§ **What is expected**
Put the lines of the data below, from the one containing "Identify one point per instance of the black faucet" through the last line, both included, into a numbered list. Leave out any blank lines.

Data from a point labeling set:
— START —

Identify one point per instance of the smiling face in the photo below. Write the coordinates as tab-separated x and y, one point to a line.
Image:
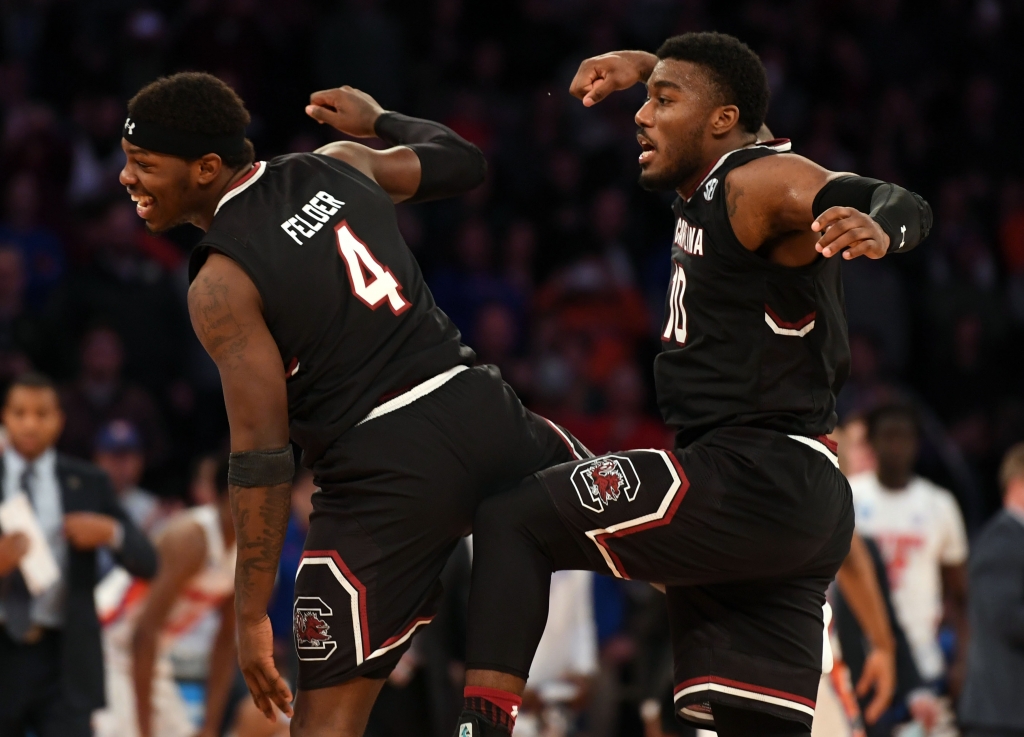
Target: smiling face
169	190
680	123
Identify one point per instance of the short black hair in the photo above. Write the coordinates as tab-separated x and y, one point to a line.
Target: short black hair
32	380
196	102
893	410
734	69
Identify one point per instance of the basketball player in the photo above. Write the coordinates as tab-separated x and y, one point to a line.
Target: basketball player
325	334
196	576
748	520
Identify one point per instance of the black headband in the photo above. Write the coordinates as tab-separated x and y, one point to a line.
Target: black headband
160	139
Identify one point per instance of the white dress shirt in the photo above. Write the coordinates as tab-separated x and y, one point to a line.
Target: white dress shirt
47	608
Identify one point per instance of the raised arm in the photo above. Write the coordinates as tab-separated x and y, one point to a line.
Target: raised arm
427	161
791	209
226	313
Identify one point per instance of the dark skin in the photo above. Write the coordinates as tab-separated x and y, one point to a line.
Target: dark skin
896	442
685	127
182	550
227	315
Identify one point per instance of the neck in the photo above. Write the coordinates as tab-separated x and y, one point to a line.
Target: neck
719	148
227	178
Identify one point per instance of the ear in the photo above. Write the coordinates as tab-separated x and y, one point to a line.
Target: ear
723	120
207	169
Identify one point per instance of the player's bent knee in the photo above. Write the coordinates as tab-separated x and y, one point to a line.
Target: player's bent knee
514	512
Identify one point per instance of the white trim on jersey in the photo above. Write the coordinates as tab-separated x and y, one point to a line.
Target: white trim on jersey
743	693
788	331
817	445
653	517
417	392
235	191
567	441
781	147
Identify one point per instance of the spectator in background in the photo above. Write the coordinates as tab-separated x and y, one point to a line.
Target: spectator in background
51	676
25	331
128	286
42	253
119	452
100	395
920	531
625	424
992	696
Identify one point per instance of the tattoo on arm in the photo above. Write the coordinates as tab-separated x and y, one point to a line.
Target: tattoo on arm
732	194
260	523
217	327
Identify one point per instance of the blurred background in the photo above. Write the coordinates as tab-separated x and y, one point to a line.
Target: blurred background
556	268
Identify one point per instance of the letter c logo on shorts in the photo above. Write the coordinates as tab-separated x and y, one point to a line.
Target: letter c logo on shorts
312	638
603	480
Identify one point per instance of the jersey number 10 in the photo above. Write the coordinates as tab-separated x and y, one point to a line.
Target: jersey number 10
372	283
675	328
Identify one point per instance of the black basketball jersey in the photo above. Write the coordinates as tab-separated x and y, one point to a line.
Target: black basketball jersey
747	342
342	294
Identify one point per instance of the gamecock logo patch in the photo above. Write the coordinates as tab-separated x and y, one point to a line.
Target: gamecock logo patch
312	633
604	480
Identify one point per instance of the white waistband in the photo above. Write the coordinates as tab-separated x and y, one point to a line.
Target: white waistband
819	446
420	390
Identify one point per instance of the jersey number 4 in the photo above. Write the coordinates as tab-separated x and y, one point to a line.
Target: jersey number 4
675	328
372	283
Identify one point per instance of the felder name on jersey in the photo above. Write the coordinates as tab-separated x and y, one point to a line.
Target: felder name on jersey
320	210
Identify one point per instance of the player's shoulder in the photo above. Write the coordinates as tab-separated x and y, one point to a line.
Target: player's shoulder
780	169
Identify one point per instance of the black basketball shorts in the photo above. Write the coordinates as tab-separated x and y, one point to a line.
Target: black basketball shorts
745	528
397	492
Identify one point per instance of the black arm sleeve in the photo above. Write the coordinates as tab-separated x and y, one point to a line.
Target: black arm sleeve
904	216
449	164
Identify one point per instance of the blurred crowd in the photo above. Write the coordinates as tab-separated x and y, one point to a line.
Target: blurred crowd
555	269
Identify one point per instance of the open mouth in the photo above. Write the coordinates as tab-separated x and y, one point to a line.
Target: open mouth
143	205
646	150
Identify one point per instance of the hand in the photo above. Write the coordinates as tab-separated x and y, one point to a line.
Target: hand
88	530
926	709
600	76
346	109
256	660
843	227
879	675
12	549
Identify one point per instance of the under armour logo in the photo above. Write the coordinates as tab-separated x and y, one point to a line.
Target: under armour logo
710	189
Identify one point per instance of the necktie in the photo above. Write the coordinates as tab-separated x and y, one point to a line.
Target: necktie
16	598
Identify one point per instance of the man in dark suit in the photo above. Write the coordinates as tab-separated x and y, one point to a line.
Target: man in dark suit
51	663
993	696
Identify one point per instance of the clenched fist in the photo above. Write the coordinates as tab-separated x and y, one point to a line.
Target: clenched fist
346	109
600	76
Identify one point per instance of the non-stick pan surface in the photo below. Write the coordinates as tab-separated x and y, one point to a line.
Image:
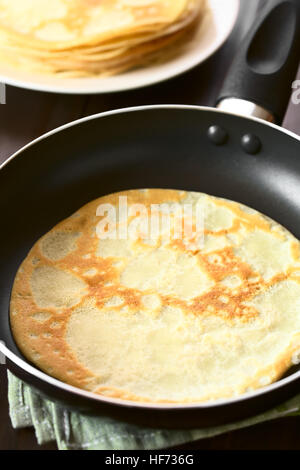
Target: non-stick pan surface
153	147
163	147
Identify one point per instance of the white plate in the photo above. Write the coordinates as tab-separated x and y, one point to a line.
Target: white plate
210	36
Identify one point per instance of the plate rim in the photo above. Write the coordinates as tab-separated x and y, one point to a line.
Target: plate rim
61	88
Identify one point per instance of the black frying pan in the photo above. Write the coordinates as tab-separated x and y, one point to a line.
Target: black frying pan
182	147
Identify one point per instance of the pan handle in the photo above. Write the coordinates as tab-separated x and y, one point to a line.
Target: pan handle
260	79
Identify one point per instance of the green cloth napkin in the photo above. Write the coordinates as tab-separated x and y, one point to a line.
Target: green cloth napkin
75	431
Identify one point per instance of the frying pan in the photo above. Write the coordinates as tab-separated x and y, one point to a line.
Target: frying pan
184	147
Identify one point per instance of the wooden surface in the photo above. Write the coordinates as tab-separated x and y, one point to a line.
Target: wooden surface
29	114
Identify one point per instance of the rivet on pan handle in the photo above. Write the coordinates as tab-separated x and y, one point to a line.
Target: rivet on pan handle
260	79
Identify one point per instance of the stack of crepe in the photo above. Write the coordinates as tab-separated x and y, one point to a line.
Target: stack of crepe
93	37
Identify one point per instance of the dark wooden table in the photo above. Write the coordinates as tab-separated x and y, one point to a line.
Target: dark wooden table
29	114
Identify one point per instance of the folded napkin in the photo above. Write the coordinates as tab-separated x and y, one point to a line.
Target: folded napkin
75	431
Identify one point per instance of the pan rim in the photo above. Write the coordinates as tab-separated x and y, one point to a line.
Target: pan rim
128	403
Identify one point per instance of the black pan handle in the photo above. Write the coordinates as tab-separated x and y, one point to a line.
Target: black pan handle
266	64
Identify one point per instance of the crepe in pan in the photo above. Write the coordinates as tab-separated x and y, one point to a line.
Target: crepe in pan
156	318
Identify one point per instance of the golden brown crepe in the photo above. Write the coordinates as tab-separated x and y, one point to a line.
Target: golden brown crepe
162	318
93	37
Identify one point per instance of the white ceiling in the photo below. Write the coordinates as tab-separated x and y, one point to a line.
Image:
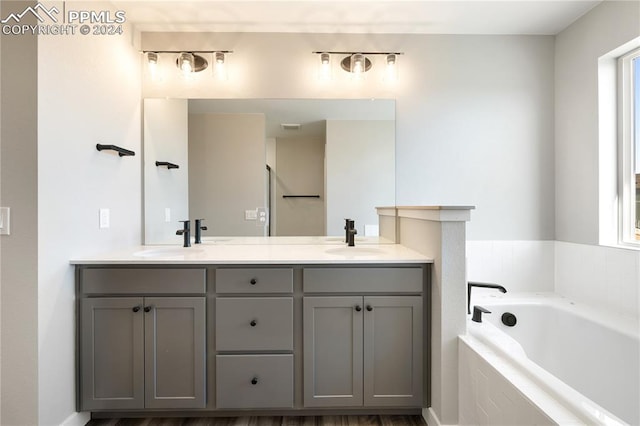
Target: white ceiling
357	16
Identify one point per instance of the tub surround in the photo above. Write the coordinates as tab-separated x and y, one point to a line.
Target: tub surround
543	385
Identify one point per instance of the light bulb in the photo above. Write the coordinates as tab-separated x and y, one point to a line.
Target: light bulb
219	67
391	71
186	62
325	67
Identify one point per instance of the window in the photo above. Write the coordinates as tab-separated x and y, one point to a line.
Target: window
629	66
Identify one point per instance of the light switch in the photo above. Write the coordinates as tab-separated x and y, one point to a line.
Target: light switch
104	218
5	228
263	216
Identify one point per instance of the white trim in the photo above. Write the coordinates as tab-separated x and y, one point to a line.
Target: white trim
626	172
439	215
76	419
430	417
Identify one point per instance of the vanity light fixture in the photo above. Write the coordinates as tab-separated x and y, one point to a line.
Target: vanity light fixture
391	71
358	63
324	72
190	61
152	62
220	68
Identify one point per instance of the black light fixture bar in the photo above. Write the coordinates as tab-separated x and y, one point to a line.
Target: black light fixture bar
166	163
354	52
121	151
190	51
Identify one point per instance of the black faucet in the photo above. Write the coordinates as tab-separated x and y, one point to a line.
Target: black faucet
346	230
199	229
477	313
351	232
483	285
185	232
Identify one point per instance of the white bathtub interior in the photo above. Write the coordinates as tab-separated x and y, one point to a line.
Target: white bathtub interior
596	353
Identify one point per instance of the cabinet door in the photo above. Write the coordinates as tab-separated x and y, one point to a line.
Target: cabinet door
111	353
332	351
174	352
393	351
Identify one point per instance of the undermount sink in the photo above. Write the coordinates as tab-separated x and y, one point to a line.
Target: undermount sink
355	251
168	252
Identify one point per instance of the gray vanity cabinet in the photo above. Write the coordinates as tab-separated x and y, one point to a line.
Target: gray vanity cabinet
363	350
143	352
138	351
112	353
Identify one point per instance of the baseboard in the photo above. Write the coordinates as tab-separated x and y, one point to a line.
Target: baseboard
77	419
431	417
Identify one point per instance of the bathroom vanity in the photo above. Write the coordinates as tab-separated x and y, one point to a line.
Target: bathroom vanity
260	327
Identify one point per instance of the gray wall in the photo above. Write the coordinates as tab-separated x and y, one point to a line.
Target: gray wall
300	171
585	172
474	114
88	93
19	260
227	171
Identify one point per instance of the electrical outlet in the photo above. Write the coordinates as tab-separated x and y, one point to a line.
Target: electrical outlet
263	216
5	222
104	218
250	215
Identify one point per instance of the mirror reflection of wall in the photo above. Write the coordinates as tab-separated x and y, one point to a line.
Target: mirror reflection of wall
336	161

— END —

§ **Worked solution**
1. Identify one point per instance of the black faucet in the photo above. Write the coordinates as tab-separated x and y, one point to a line.
2. Target: black faucet
3. 346	230
4. 199	229
5. 477	313
6. 351	232
7. 483	285
8. 185	232
9. Identify one point per instance of the white bathtub interior in the photo above. Write the coordinates as tab-separated x and y, one point to a line.
10. Target: white bathtub interior
11. 596	353
12. Identify one point per instance of the cabinet door in the photo above. Write the coordinates as tab-separated x and y, one point to a line.
13. Target: cabinet door
14. 111	353
15. 332	351
16. 174	352
17. 393	351
18. Identify one point per instance of the undermount sink in the photo above. Write the coordinates as tab-separated x and y, one point to a line.
19. Target: undermount sink
20. 355	251
21. 168	252
22. Identify one point per instance of the gray vanity cabinet in the photo above. Write the coordinates as tab-separated x and y, one point to a line.
23. Target: gray vanity cabinet
24. 363	350
25. 143	352
26. 138	351
27. 112	353
28. Identify one point per instance of the baseboard in the photo above. Write the coordinates as tab-separated x and y, one point to a line.
29. Target: baseboard
30. 77	419
31. 431	417
32. Identify one point per instance of the bathroom vanity in the photo above. Write the coordinates as tab-separated x and y, one point to a line.
33. Target: bathroom vanity
34. 260	327
35. Identify one point per instance of the gray wall in the photo above. Write the coordinates as tab-separated x and y, one point to a line.
36. Target: gray wall
37. 300	171
38. 585	172
39. 474	114
40. 88	93
41. 19	260
42. 227	171
43. Identify one point per instance of the electrical outlet in the photo above. Write the coordinates as tab-separated x and y, one point to a line.
44. Target: electrical outlet
45. 263	216
46. 5	222
47. 104	218
48. 250	215
49. Identify one point per instance of the mirror reflection of wall in the photo above. Write the coordinates as tab-separated x and y, one point to a line.
50. Target: mirror reflection of wall
51. 336	161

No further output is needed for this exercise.